=== Task data ===

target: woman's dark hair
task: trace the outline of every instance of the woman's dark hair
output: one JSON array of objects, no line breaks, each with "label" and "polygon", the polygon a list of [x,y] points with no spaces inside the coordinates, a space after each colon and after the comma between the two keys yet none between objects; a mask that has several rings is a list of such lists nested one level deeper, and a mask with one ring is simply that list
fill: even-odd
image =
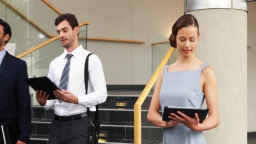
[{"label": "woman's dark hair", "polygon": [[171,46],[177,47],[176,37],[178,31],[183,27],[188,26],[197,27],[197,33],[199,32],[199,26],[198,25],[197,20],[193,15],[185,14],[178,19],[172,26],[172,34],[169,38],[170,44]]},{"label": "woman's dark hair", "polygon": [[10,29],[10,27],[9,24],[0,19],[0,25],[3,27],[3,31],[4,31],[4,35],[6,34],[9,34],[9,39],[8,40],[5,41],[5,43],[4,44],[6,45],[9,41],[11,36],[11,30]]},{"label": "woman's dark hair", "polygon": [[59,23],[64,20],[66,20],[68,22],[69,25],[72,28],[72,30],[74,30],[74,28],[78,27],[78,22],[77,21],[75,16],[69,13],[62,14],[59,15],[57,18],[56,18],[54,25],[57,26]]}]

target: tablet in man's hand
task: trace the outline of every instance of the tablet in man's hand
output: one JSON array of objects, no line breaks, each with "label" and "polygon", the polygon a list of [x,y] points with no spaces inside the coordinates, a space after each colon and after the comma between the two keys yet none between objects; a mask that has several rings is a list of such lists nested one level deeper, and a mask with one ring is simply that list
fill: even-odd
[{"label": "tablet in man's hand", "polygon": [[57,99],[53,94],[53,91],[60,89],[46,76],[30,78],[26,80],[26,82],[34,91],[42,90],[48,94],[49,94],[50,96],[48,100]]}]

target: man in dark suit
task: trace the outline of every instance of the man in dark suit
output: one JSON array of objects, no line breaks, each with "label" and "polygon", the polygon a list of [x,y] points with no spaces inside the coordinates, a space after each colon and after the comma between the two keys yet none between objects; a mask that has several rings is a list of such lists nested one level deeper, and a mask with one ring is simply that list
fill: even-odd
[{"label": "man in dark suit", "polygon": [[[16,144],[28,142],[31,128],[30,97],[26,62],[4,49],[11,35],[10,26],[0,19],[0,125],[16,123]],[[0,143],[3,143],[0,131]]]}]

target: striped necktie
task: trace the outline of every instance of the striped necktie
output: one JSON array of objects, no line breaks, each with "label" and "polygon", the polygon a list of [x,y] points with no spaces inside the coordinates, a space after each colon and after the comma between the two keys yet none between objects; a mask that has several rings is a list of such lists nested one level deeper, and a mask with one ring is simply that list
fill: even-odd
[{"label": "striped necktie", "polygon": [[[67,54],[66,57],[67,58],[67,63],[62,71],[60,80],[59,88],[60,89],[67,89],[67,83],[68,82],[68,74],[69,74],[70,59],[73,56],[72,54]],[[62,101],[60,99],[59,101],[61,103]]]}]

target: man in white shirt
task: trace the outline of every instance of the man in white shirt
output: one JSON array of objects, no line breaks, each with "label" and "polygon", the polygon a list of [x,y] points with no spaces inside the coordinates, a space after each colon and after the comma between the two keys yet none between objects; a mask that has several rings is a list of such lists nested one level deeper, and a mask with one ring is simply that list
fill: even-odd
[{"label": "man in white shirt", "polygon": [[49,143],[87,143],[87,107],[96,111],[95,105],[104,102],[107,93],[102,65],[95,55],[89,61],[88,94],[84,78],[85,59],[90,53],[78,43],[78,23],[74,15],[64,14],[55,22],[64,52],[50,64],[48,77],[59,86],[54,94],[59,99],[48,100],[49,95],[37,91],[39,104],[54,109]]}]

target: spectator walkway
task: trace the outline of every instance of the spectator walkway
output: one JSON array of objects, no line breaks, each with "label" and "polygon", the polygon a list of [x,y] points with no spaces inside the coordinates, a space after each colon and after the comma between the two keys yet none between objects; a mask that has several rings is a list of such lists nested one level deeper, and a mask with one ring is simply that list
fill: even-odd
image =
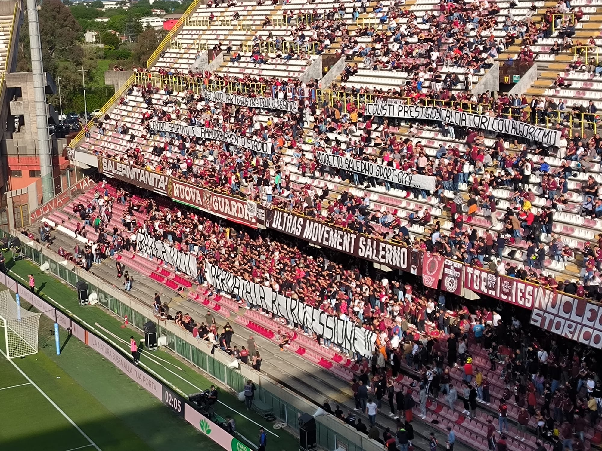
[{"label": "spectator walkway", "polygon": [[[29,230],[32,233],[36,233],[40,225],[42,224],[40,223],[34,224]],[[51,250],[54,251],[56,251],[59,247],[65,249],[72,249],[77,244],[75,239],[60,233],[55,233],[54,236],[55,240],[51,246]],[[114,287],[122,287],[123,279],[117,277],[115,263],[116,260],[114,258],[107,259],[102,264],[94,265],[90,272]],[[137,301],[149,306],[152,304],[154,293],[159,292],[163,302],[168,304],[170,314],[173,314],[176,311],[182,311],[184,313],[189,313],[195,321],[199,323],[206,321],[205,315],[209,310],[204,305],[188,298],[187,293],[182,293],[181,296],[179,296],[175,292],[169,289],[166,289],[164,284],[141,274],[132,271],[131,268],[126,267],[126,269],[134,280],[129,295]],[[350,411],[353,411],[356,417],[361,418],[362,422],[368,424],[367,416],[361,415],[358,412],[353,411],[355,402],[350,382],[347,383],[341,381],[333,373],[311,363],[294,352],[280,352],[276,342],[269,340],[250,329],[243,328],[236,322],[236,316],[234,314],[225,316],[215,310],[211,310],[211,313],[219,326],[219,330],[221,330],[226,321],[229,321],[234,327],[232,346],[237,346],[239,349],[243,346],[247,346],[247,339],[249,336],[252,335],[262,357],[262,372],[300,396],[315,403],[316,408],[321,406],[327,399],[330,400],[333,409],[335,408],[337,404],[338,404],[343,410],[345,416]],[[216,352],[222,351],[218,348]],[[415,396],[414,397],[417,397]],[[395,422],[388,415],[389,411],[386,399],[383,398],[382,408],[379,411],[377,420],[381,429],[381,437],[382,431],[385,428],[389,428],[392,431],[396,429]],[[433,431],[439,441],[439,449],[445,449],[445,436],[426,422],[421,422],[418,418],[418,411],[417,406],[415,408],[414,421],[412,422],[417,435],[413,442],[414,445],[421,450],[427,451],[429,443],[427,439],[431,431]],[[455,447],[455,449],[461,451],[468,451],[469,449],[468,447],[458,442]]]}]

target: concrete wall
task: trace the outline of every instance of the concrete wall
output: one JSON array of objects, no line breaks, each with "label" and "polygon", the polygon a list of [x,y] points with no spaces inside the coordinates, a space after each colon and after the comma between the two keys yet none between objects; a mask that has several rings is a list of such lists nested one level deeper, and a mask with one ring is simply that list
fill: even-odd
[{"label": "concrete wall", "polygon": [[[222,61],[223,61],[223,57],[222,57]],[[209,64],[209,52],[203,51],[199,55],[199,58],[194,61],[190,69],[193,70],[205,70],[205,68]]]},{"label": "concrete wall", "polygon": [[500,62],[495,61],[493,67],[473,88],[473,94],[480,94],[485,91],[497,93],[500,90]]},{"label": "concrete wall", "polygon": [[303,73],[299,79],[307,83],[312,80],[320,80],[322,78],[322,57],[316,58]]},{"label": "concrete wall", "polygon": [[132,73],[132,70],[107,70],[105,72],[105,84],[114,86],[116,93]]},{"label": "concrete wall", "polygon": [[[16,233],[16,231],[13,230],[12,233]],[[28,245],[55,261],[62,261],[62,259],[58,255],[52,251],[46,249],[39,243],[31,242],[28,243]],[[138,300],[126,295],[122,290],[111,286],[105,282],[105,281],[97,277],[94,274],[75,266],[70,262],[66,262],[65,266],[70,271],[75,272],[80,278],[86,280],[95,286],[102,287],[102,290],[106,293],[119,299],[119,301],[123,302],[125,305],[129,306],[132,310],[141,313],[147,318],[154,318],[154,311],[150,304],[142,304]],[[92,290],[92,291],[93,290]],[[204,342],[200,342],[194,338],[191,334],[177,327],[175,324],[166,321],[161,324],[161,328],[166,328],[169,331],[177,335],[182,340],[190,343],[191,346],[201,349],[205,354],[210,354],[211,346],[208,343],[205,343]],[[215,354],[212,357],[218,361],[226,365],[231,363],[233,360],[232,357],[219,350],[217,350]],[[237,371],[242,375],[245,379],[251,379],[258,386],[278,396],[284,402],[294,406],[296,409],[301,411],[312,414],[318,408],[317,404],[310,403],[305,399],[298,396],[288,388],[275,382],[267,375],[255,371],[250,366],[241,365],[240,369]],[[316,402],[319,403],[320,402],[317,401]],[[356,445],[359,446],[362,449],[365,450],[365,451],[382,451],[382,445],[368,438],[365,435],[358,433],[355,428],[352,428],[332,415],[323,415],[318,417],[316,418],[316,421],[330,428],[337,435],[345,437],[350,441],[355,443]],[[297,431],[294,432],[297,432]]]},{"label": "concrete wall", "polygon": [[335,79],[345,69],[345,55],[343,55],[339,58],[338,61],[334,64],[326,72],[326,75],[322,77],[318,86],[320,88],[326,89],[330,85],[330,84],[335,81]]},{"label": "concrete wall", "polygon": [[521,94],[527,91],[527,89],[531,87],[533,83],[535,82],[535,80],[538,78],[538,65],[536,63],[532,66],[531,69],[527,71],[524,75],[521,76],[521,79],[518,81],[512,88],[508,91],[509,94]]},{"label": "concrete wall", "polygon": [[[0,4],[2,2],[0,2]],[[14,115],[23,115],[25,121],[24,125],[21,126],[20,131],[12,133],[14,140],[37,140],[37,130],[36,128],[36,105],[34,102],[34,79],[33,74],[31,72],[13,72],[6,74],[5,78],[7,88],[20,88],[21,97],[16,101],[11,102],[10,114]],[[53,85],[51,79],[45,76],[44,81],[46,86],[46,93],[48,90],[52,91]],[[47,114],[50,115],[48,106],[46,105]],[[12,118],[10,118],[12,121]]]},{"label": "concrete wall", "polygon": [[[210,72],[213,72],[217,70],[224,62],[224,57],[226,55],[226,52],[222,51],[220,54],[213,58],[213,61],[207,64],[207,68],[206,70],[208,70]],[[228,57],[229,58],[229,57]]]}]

===
=== Task data ===

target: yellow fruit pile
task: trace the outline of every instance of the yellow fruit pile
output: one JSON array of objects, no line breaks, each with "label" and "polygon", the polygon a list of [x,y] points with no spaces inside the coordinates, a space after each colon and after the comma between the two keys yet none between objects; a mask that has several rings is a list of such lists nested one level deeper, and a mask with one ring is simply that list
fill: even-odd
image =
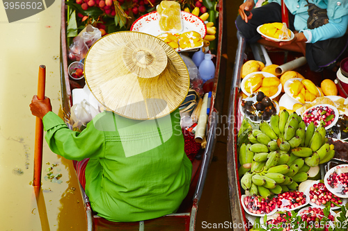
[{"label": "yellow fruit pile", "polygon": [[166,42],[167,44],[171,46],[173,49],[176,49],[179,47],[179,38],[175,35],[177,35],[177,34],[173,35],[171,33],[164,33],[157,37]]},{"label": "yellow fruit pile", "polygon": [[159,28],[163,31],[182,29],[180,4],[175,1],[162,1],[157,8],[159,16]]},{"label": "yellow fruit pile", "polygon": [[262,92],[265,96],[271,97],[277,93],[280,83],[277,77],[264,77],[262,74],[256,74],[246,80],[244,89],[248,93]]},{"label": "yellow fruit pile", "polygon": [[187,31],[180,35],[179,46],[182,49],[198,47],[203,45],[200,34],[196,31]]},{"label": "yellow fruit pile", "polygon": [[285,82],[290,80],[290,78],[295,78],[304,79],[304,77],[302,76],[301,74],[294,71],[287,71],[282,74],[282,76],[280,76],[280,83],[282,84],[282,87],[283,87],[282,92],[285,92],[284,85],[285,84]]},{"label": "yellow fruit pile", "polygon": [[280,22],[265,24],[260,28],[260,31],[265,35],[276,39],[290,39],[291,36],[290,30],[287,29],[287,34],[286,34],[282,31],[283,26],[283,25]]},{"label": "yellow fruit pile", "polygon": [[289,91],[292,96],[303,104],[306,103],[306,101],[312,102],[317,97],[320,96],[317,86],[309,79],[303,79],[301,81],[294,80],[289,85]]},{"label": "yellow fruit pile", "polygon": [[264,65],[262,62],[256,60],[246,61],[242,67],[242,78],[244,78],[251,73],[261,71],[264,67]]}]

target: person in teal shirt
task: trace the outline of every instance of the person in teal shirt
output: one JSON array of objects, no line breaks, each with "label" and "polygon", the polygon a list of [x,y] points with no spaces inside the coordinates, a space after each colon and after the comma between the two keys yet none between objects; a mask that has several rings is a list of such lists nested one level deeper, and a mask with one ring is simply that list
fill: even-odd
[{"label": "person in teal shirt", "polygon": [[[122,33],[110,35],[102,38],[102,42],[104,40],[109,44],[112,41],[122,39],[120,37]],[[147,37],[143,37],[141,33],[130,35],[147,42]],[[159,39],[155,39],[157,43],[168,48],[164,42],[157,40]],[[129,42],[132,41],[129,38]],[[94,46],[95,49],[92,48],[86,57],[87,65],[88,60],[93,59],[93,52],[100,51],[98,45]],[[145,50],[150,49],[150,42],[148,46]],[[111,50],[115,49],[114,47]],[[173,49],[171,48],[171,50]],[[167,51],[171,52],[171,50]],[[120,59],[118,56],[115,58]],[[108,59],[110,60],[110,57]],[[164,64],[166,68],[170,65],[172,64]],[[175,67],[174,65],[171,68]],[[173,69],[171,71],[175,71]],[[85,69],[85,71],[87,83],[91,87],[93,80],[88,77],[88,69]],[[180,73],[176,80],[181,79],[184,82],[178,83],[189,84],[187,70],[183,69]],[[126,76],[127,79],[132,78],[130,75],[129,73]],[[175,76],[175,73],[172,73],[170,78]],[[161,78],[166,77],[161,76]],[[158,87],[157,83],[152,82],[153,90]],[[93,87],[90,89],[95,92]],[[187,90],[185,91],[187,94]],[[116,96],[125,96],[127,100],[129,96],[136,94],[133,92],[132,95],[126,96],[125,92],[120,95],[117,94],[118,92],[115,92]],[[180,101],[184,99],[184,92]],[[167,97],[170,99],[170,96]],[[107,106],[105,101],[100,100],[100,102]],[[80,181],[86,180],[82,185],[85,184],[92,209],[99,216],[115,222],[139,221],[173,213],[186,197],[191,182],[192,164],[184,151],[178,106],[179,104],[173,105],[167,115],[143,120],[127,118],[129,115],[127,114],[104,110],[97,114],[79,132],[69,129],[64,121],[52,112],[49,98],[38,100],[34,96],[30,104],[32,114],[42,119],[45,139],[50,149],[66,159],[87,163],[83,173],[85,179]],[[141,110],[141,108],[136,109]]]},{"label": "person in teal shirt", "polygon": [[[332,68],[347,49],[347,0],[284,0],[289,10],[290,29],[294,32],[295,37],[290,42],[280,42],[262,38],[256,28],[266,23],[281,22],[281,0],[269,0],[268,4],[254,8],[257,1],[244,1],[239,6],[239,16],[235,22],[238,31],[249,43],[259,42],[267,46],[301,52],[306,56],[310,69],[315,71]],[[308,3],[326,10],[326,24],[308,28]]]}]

===
=== Task data ===

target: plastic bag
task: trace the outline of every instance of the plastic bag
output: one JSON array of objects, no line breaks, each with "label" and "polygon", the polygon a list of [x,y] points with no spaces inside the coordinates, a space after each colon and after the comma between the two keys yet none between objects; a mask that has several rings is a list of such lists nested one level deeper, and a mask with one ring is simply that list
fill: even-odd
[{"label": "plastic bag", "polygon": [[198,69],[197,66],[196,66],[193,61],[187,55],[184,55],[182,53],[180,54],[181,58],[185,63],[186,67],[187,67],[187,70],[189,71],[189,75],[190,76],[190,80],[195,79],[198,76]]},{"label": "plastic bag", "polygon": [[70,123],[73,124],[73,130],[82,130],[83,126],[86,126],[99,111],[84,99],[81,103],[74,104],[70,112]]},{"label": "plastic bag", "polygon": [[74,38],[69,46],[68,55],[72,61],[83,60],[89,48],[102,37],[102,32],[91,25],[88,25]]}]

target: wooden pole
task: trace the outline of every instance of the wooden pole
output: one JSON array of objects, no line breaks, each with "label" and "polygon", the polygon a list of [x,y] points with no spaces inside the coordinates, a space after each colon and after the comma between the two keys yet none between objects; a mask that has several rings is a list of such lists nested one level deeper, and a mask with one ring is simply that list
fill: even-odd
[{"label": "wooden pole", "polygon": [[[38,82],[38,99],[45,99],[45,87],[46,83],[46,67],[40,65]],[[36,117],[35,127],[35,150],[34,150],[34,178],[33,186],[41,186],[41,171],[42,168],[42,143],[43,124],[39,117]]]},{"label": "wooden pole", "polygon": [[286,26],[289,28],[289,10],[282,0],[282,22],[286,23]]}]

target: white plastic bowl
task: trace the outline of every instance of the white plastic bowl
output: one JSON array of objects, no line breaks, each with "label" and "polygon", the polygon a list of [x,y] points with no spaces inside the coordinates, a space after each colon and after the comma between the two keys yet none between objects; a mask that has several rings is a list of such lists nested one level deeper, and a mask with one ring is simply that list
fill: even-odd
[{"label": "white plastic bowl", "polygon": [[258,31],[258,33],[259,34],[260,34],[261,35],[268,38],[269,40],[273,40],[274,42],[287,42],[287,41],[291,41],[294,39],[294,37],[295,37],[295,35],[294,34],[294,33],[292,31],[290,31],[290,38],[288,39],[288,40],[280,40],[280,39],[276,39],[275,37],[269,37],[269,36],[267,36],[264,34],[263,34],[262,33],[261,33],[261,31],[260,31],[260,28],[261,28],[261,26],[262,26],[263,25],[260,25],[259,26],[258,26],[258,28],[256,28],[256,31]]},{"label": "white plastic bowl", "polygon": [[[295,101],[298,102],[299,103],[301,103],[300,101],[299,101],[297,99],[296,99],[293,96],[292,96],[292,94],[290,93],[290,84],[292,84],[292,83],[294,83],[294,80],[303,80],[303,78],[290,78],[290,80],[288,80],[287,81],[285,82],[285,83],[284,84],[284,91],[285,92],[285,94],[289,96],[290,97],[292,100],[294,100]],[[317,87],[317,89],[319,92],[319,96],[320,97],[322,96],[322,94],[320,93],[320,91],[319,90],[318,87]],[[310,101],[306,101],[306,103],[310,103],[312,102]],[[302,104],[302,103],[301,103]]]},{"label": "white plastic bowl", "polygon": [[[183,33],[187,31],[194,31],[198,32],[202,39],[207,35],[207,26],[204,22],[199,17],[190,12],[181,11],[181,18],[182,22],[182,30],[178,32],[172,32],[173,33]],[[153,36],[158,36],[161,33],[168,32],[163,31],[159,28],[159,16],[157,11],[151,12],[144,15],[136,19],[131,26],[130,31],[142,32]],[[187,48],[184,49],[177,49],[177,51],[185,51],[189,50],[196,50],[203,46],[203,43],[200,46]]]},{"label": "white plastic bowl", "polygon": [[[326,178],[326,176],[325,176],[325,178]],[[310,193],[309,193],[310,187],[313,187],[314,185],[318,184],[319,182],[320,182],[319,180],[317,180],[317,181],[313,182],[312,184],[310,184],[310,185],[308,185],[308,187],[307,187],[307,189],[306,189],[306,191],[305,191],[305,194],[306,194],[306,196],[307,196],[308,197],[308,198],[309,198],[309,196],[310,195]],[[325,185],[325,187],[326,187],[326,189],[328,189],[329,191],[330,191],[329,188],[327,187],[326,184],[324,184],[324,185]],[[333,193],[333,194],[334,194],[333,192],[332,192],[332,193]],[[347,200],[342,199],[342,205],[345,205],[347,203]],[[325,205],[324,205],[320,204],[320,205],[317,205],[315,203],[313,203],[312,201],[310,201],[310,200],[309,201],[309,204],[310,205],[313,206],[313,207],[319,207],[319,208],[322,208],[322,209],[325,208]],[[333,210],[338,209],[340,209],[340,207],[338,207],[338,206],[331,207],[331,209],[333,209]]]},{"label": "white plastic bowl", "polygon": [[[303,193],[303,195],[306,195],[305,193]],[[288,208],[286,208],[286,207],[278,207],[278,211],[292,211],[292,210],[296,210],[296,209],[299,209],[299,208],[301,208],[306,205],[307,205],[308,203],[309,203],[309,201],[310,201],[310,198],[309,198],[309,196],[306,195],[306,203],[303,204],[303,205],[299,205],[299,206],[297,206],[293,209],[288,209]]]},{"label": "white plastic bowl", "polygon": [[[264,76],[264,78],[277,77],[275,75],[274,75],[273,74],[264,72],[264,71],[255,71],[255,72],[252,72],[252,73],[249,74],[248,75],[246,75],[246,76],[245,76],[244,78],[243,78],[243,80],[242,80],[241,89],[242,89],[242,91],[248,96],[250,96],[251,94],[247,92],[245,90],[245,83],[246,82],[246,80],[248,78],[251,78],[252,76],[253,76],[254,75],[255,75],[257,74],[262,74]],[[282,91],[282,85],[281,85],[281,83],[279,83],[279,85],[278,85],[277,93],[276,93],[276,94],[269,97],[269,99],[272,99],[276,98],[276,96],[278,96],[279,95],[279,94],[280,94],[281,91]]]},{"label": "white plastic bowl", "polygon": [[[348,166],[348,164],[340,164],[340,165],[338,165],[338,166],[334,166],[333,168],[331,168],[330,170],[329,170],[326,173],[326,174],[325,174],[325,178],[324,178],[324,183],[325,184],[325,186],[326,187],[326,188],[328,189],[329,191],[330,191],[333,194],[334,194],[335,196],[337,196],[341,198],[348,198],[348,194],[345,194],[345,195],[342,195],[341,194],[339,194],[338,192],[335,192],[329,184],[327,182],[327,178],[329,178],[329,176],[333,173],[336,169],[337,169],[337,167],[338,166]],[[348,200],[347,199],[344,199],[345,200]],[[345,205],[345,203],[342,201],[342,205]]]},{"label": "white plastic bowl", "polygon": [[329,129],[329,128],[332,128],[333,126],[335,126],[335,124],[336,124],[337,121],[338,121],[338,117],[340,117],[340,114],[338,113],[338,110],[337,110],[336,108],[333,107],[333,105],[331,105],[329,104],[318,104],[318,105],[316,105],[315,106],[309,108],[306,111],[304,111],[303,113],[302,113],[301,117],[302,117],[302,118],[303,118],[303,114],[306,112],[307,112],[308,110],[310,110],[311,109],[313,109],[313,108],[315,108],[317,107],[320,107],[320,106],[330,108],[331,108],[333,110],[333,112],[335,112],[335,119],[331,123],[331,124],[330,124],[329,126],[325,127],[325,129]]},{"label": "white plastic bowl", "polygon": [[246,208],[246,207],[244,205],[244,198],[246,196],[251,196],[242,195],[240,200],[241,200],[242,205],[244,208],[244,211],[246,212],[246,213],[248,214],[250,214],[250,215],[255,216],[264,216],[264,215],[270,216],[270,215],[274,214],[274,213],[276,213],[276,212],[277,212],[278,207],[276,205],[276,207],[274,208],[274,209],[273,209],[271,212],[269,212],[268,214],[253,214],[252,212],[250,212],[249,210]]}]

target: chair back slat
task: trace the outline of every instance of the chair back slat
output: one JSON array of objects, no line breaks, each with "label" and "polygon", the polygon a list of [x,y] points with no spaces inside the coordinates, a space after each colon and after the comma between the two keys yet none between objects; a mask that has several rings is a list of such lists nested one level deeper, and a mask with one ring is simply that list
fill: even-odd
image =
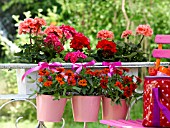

===

Given request:
Starting at the line that has "target: plastic bag" and stopping after the line that has "task: trace the outline of every instance of the plastic", turn those lines into a Markdown table with a column n for the line number and a column Line for the text, leaving out any blank lines.

Task solution:
| n | Line |
|---|---|
| 1 | target: plastic bag |
| 2 | task: trace the outline of every instance of the plastic bag |